Stored data:
※

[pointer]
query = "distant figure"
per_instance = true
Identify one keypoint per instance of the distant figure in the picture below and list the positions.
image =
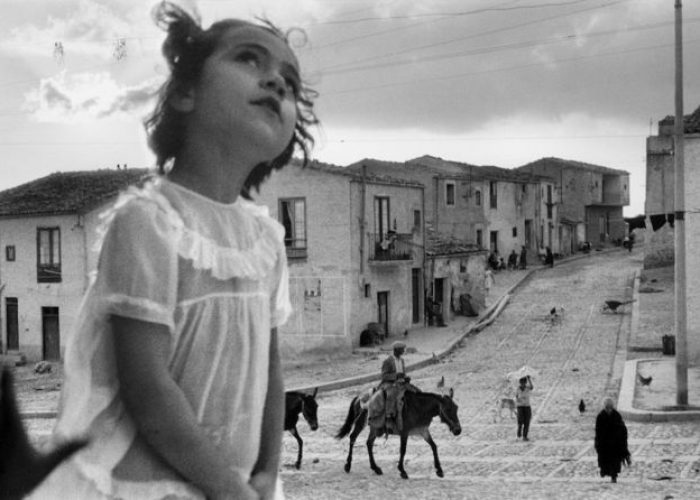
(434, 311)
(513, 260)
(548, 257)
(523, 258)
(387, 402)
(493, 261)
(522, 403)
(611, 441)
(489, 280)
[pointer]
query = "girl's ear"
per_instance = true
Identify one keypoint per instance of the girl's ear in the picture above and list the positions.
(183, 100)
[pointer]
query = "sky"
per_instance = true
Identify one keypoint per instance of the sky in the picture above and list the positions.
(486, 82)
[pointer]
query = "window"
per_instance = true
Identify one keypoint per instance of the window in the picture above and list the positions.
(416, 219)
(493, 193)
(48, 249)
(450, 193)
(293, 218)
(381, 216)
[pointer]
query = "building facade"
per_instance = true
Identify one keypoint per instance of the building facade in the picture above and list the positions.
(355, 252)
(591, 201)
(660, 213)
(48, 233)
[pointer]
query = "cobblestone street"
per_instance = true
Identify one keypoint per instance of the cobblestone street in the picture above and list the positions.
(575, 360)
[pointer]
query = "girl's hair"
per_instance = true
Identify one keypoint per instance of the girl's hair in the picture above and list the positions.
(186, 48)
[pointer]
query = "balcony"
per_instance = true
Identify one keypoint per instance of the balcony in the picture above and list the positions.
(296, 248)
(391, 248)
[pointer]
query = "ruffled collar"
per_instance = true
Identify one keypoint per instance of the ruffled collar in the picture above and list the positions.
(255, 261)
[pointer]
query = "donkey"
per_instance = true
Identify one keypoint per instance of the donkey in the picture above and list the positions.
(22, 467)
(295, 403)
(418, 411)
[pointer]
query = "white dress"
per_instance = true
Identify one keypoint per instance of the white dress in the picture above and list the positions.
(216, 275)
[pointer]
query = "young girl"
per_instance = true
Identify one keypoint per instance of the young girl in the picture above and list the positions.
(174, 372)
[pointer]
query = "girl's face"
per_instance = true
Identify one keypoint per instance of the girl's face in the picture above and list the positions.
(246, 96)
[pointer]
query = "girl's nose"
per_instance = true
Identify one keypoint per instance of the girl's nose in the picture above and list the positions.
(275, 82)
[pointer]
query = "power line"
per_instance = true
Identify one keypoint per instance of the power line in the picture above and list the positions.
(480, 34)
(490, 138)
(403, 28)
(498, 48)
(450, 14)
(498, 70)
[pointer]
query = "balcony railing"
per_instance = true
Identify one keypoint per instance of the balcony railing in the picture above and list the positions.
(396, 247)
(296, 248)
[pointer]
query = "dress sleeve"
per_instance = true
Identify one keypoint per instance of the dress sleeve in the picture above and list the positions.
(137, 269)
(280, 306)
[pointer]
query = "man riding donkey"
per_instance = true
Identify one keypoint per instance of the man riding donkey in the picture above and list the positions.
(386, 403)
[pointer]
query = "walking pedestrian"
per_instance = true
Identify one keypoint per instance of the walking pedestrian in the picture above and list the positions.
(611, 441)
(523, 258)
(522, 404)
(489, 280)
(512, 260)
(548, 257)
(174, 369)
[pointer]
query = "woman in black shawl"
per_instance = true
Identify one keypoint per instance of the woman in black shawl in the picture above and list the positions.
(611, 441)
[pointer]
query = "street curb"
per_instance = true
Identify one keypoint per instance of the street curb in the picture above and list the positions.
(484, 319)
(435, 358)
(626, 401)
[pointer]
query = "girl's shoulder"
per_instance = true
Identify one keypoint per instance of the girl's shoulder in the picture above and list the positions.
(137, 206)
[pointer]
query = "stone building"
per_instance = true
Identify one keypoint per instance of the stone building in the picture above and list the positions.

※

List every line of the items above that contains the word "white".

Problem solution:
query = "white dress"
Identify one keypoint per instance of the white dress in the picture above and list the positions.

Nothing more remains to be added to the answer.